→ **AUFGABEN**:
• 1. Welche wörtlichen Zitate von Elke Schulz enthält der Text über die HIV-positive Mutter? Gib alle vollständig an.
• 2. Wie könnte der Text über die HIV-positive Mutter weitergehen? Knüpfe an seinen letzten Satz an und schreibe ihn fort.

Der Sohn von Elke Schulz ist acht Monate alt - ein Wunschkind und kerngesund. Im Gegensatz zur Mutter. Sie ist HIV-positiv, kann aber dank guter Medikamente inzwischen ein fast normales Leben führen. Um ihre Familie zu schützen, nennt sie hier nicht ihren richtigen Namen. Überhaupt ist die schlanke blonde Frau zurückhaltend:
"Ich bin schon vorsichtig, wem ich das erzähle und wann. Nach welcher Zeit, wenn man jemanden kennenlernt."
Denn die 36-Jährige hat schon einmal ihre Arbeit und auch Freunde wegen ihrer Erkrankung verloren. Sie fühlt sich manchmal behandelt wie:
"Ein Mensch zweiter Klasse."
Rund 15.000 HIV-infizierte Frauen leben nach Angaben des Robert-Koch-Instituts in Deutschland. Elke Schulz hat sich vor 15 Jahren bei ihrem damaligen Freund angesteckt, ohne zu wissen, dass er infiziert ist. Mit ihrem jetzigen Partner - er ist gesund -, hat sie sich schon lange über ein Kind nachgedacht.
"Irgendwann sagte meine Ärztin, das ist kein Problem. (...) Meine Werte sind schon seit Jahren gut. Also unter der Nachweisgrenze. Von daher kann man ganz normal schwanger werden."

→ **BEREITGESTELLTES MATERIAL**:
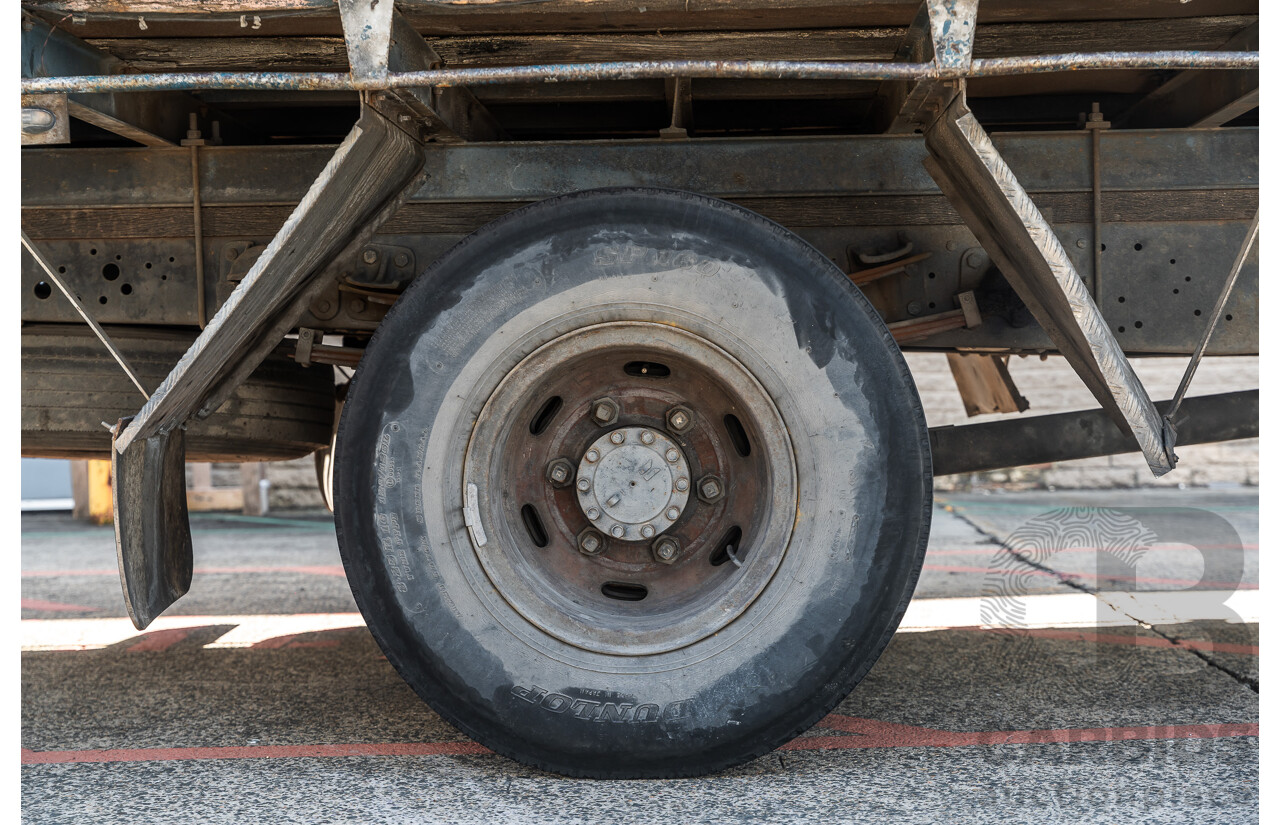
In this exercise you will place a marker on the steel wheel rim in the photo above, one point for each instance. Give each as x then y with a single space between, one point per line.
588 599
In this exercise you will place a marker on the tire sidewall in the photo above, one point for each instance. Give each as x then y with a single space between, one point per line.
803 330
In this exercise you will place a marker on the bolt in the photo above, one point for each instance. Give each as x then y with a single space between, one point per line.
560 472
604 411
590 542
666 549
679 418
711 489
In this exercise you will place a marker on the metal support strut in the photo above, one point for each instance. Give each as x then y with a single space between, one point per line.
1011 229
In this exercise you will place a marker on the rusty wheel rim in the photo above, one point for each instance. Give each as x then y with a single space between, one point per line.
639 562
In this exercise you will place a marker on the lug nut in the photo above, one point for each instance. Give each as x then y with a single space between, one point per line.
560 472
666 549
711 489
679 418
590 542
604 411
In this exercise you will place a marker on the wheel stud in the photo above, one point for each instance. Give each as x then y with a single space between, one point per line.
560 472
711 489
666 549
590 542
679 418
604 411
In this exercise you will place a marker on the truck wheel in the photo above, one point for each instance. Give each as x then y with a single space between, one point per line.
632 484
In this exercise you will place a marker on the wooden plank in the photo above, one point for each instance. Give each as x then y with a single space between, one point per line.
324 54
984 384
181 18
920 210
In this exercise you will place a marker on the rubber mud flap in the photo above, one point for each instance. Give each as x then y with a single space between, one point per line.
467 555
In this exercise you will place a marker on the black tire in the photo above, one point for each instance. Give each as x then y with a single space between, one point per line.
71 385
696 266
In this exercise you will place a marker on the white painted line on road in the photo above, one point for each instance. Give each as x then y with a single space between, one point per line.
1048 610
1074 610
242 631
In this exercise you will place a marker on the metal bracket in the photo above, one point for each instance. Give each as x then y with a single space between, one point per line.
366 26
941 33
1001 215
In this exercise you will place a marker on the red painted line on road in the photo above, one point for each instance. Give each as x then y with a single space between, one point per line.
315 569
868 733
862 733
1060 576
1119 638
54 606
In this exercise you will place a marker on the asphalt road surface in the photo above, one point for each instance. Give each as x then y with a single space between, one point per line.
1069 656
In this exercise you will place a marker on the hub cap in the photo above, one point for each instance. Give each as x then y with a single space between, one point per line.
636 484
595 526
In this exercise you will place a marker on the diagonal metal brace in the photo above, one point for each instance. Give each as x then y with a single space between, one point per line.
365 182
1001 215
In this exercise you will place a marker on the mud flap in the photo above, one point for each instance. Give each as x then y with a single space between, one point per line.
364 184
152 535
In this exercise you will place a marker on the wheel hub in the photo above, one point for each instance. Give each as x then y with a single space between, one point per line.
632 484
635 486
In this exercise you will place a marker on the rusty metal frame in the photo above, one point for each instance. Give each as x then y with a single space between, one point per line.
643 69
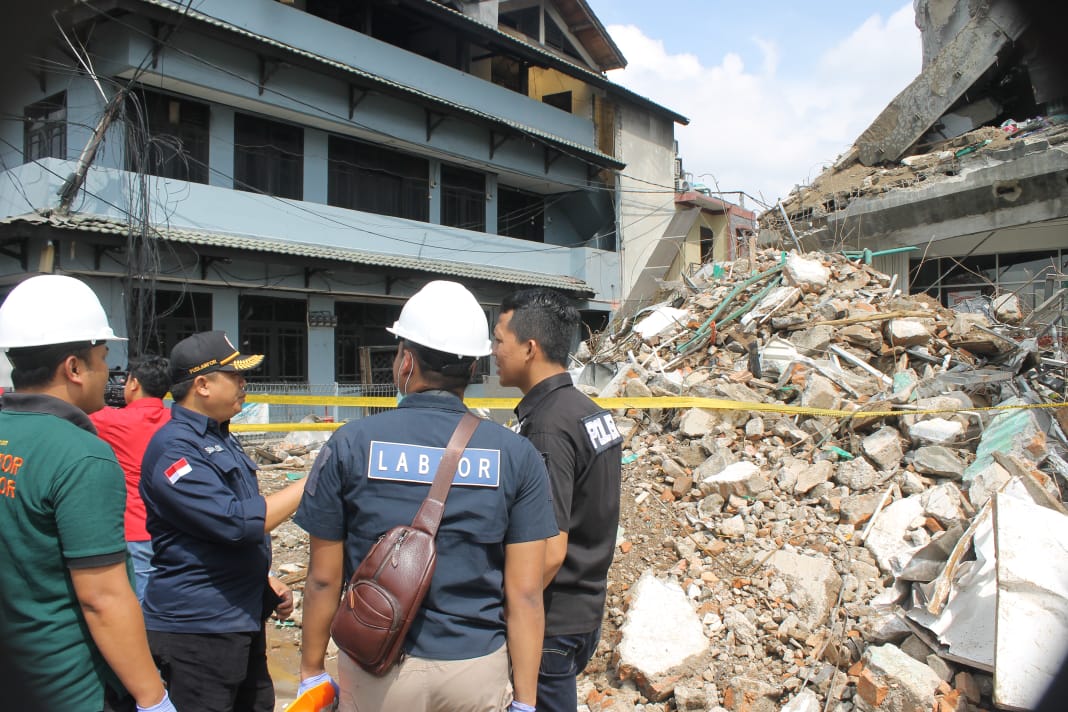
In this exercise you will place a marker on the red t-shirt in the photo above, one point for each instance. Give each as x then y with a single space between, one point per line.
128 431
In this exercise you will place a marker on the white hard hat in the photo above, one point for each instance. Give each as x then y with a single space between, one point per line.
444 316
52 309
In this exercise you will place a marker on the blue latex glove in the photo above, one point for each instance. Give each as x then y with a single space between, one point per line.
163 706
315 681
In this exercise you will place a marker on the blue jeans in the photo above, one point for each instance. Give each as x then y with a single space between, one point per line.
563 658
141 555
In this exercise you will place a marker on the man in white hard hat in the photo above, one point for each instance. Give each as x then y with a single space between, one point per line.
68 614
206 602
484 604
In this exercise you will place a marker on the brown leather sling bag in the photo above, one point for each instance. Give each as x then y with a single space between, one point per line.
387 589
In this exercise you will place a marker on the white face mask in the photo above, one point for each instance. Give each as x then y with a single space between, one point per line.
402 390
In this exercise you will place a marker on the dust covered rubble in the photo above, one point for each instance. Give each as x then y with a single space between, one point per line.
820 555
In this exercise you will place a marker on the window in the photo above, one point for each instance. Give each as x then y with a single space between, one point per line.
951 280
363 349
278 329
462 199
168 137
45 135
520 215
177 315
268 157
562 100
373 179
707 244
527 20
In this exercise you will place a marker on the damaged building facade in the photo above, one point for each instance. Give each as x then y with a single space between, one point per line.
291 172
967 169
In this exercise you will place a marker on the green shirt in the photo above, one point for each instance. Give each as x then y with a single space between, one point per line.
62 496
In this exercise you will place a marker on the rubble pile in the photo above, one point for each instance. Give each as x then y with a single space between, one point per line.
775 555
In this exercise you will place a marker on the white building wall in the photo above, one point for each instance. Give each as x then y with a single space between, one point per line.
647 187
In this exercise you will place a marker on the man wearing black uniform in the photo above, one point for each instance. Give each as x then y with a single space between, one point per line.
582 451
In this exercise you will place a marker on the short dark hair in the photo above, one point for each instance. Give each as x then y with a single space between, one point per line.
153 373
179 391
440 369
545 316
34 366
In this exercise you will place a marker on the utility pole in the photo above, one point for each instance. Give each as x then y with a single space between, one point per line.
76 179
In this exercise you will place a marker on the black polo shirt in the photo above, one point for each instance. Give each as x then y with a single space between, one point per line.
582 451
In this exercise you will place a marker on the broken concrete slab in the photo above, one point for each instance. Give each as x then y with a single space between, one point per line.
859 475
803 701
1032 635
661 629
661 319
943 504
741 478
810 476
986 481
810 275
937 431
937 460
814 584
1007 309
910 684
907 332
813 342
883 447
859 508
695 423
886 539
745 694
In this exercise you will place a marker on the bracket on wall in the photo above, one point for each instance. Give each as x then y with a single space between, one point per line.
496 142
100 250
20 253
310 272
550 157
267 69
433 121
355 97
207 260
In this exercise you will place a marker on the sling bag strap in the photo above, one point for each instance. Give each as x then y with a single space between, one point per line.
428 516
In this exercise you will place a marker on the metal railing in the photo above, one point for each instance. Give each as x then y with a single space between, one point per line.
297 412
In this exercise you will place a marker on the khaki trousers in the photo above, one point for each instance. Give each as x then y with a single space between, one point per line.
478 684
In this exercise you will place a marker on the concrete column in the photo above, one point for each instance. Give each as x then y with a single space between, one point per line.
316 165
224 315
221 147
492 201
320 343
434 216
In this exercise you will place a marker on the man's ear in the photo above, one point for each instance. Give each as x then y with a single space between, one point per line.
532 349
201 385
72 369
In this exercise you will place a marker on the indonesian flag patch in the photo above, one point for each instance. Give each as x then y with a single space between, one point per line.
177 471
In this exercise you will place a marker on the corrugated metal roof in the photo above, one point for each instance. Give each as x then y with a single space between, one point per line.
254 243
597 156
577 70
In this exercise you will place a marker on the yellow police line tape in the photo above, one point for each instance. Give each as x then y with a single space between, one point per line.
610 404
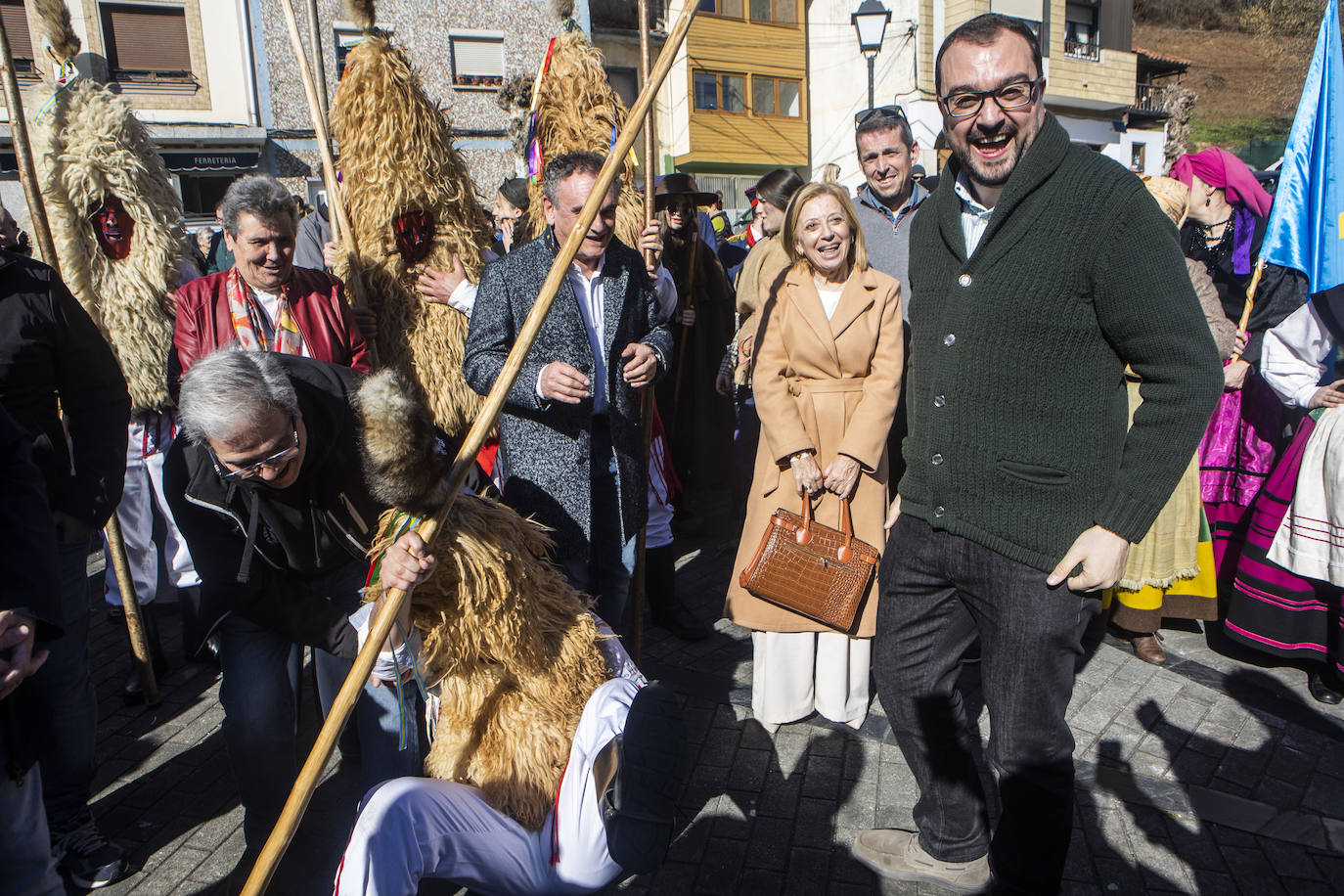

→ **LÖSUNGEN**:
• 1.
1. "Ich bin schon vorsichtig, wem ich das erzähle und wann. Nach welcher Zeit, wenn man jemanden kennenlernt."
2. "Ein Mensch zweiter Klasse."
3. "Irgendwann sagte meine Ärztin, das ist kein Problem. (...) Meine Werte sind schon seit Jahren gut. Also unter der Nachweisgrenze. Von daher kann man ganz normal schwanger werden."

• 2.
Manche möchten Krankheit nicht wahrhaben
In Deutschland bringen HIV-positive Mütter jedes Jahr rund 250 bis 300 Kinder zur Welt. Manche erfahren erst in der Schwangerschaft von ihrer Infektion. Ein Schock, mit dem sie lernen müssen umzugehen, erzählt die Gynäkologin Ärztin Maria Abrar von der Universitätsfrauenklinik in Düsseldorf. Es gebe Patientinnen, die, die Krankheit zuerst nicht wahrhaben wollen.
"Die dann auch wirklich fragen, ob da auch alles richtig ist, ob das Ergebnis richtig ist, ob da nicht ein Fehler unterlaufen ist, und sich auch gar nicht so damit befassen wollen, dass die Diagnose letztendlich eine chronische Form hat, das heißt also nicht heilbar ist."
Zumal die Sorge ums Baby groß ist. Auch für Elke Schulz war die Schwangerschaft nicht unbeschwert. Sie grübelte immer wieder:
"Ob alles in Ordnung ist, ob alles gut ist (...) Natürlich macht man sich Gedanken."
Vom Stillen wird abgeraten
Außer dass der Kleine etwas früher kam, verlief alles gut. Das ist in den meisten Fällen in Deutschland so, wenn die Schwangere alle empfohlenen Schutzmaßnahmen einhält - zum Beispiel einen speziellen Medikamentenmix nimmt. Dann liegt das Ansteckungsrisiko fürs Kind bei nur noch höchstens zwei Prozent. Besonders riskant ist das Stillen. Deshalb raten die meisten Gynäkologen davon ab. Auch Maria Abrar:
"Das Gefährliche ist ja der Kontakt mit dem Blut der Mutter. Weil es gibt viele Frauen, die stillen und wenn die Anlegetechnik nicht so gut und das Kind oft saugen möchte, dass dann halt an der Brust selber Wunden entstehen, die bluten dann ist das dann theoretisch so, dass das Kind sich anstecken kann. Ein gewisses Risiko ist immer da."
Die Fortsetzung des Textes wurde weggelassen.